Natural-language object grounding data
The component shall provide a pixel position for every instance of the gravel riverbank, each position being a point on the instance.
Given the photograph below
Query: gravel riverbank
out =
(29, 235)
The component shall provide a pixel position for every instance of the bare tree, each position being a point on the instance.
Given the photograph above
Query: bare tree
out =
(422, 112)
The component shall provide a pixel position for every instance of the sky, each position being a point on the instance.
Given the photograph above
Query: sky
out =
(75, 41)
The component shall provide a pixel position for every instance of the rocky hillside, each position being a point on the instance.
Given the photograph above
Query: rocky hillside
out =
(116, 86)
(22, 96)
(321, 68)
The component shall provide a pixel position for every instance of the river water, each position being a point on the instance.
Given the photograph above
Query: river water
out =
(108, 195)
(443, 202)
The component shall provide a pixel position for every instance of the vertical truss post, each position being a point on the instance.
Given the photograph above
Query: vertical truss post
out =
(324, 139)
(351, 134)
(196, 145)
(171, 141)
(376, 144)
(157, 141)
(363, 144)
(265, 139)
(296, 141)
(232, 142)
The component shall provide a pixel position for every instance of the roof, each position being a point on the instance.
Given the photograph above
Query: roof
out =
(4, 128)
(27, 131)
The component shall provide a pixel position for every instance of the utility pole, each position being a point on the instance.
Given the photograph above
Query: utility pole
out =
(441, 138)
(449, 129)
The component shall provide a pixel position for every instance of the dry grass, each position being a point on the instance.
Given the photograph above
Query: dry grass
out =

#### Task requirements
Each line of the data must be written out exactly as it appears.

#### Exercise result
The component shall provide a pixel position for every instance of the gravel riverbank, each position being a point on the instance.
Given the photograph below
Query: gravel riverbank
out =
(29, 235)
The component shall provide a pixel position for every instance of the bare tree, each position being a point on the instance.
Given the photograph above
Query: bare tree
out =
(422, 112)
The component shall provide a pixel position for every instance of the sky, each position being a point on the instance.
Given the photograph above
Query: sky
out =
(75, 41)
The component shall provide a pixel position for every instance of the rocky hillside, each position being a point on the instance.
Given the photograph above
Query: rocky hillside
out =
(116, 86)
(22, 96)
(321, 68)
The component shall provide a pixel position for every instance of the river water, each position being a point on the instance.
Given the photograph above
Query: river water
out =
(108, 195)
(443, 202)
The component shall provide a pixel position for every instance of the vertical truss post, each position being a point on the instance.
Given the photograph above
Query: vertical truss post
out =
(324, 139)
(351, 134)
(196, 145)
(171, 141)
(376, 144)
(157, 141)
(363, 144)
(265, 139)
(296, 141)
(232, 142)
The component shall provide a pixel position for every instance of the roof, each position being a point on the instance.
Given the photograph above
Query: roof
out =
(4, 128)
(27, 131)
The component shall provide a pixel position for every instance of the utility pole, each position being a point on the instance.
Given the photograph above
Query: utility pole
out =
(441, 138)
(449, 129)
The component shall provide a pixel position for every instance of the dry grass, each position being a point on the instance.
Given the photograph above
Query: dry grass
out =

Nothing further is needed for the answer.